* **Data extracts**:
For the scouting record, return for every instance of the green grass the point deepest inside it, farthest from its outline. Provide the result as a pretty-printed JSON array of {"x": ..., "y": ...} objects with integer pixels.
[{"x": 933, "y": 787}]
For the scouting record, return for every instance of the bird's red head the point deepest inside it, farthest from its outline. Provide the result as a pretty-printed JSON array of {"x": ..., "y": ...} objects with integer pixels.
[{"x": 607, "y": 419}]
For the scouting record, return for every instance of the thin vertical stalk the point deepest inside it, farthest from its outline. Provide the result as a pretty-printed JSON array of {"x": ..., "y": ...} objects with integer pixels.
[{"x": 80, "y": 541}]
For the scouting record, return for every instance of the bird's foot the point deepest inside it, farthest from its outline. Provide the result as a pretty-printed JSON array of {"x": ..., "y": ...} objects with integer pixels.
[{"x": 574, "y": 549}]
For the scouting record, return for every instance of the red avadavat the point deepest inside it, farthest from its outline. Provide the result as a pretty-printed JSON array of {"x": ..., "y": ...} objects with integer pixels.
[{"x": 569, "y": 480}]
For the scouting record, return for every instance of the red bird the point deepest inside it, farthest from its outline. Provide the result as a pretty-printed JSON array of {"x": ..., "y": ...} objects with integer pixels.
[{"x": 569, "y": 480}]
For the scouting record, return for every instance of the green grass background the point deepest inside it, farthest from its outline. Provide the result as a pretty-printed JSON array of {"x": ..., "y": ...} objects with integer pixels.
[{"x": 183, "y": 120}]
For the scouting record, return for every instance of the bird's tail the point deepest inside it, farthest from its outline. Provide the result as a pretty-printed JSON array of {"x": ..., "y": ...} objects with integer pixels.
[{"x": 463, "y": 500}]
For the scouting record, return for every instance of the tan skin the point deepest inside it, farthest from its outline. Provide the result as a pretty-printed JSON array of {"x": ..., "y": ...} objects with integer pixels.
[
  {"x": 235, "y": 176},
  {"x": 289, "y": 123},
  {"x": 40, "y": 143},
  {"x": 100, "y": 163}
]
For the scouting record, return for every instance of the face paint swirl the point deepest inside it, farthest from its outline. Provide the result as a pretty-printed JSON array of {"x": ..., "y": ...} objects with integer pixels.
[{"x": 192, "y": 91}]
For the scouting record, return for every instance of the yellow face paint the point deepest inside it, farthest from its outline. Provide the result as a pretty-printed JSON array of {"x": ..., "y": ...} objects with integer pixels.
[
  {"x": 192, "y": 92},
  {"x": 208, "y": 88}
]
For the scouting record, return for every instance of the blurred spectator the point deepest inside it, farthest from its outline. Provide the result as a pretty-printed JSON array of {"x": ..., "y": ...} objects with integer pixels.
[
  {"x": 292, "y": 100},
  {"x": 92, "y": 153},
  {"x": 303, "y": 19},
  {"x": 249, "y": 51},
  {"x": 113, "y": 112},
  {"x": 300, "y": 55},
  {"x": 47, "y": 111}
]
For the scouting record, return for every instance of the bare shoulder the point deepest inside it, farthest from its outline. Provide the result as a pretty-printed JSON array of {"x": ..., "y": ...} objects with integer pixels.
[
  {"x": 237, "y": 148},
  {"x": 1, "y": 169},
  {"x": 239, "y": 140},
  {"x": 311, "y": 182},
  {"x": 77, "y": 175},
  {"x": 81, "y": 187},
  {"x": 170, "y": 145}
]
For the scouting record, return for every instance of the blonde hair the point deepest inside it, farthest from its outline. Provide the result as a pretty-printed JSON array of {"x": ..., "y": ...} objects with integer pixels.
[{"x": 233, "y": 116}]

* **Instructions for the task**: Reproduce the records in full, exactly as written.

* **Solution below**:
For the scouting record, return for every instance of the green grass the point deepest inside it, farthest from its outline. Provide the result as a pretty-printed JSON array of {"x": ..., "y": ...} objects with integer pixels.
[{"x": 933, "y": 787}]
For the scouting record, return for every instance of the bird's red head the point deepest inside it, farthest from its outline. Provide the result as a pretty-printed JSON array of {"x": ..., "y": ...} objects with integer pixels.
[{"x": 607, "y": 419}]
For the scouting record, return for every instance of the thin vertical stalk the point deepest inside it, farthest from its outline. Provide the result as a pretty-printed JSON array of {"x": ..., "y": ...} objects with integer pixels.
[{"x": 80, "y": 541}]
For the scouting record, return for every instance of the bird's foot the point deepest inside it, farthest from its outline. Provide the result as a pretty-printed JSON array of {"x": ..., "y": ...} objects with integer pixels.
[{"x": 574, "y": 549}]
For the scouting record, return for every instance of the red avadavat the point deepest inside it, farthest from its outline. Provide the result as a pretty-printed JSON array of {"x": ..., "y": ...} objects with integer pixels.
[{"x": 569, "y": 480}]
For the scouting record, return for every instance of the red bird the point deepest inside it, farthest from its outline. Provide the result as a pretty-printed JSON array of {"x": ..., "y": ...} objects with integer pixels.
[{"x": 569, "y": 480}]
For the scouting record, return for every instance of the green grass background the point deepest inside it, farthest from its outline. Provide the result as a pretty-printed JSON array of {"x": ..., "y": ...} objects with integer pixels.
[{"x": 183, "y": 120}]
For the scouting record, return for every instance of the bird's tail the point deepest inside it, farthest from its outline. Provide the result as a pretty-printed JSON array of {"x": ..., "y": ...} objects with integer pixels.
[{"x": 463, "y": 500}]
For the scouting record, return for every instance of the tan skin the point deepest inside it, farthest from its outline. Provide the result as a pretty-printed JSON array of {"x": ..., "y": ...} objects with integer pixels.
[
  {"x": 235, "y": 176},
  {"x": 289, "y": 123},
  {"x": 40, "y": 143},
  {"x": 100, "y": 163}
]
For the scouting record, return for every instance of the face paint swirl the point deepest inside it, farthest from its outline. Provide the result as a pretty-printed JSON array of {"x": ..., "y": ...} objects with integer pixels.
[{"x": 192, "y": 91}]
For the scouting record, return for every instance of the yellow face paint the point deepest inside it, farthest from its outline. Provide the result as a pretty-printed JSON array of {"x": ..., "y": ...} objects with integer pixels.
[
  {"x": 192, "y": 92},
  {"x": 208, "y": 88}
]
For the scouting record, return for every instance of the blurred spectator the point deepest inside it, farthest from its outline. Provide the result as a pretty-printed JSON array of {"x": ..., "y": ...} objects with integer pixels.
[
  {"x": 292, "y": 100},
  {"x": 92, "y": 153},
  {"x": 303, "y": 19},
  {"x": 249, "y": 51},
  {"x": 113, "y": 112},
  {"x": 300, "y": 55},
  {"x": 47, "y": 111}
]
For the scouting record, return for every instance of the bare shoulder the point deepest inside it, farthest from its outline. Provide the result as a pretty-printed JSON array of {"x": ..., "y": ...} objects with integer pixels.
[
  {"x": 237, "y": 148},
  {"x": 1, "y": 169},
  {"x": 239, "y": 140},
  {"x": 311, "y": 182},
  {"x": 77, "y": 175},
  {"x": 81, "y": 187},
  {"x": 170, "y": 145}
]
For the scouting record, return for every instance of the blonde hair the point deepest inside it, farthest from its outline. Provide the result as a pretty-printed JSON array of {"x": ..., "y": ...} objects with integer pixels.
[{"x": 233, "y": 116}]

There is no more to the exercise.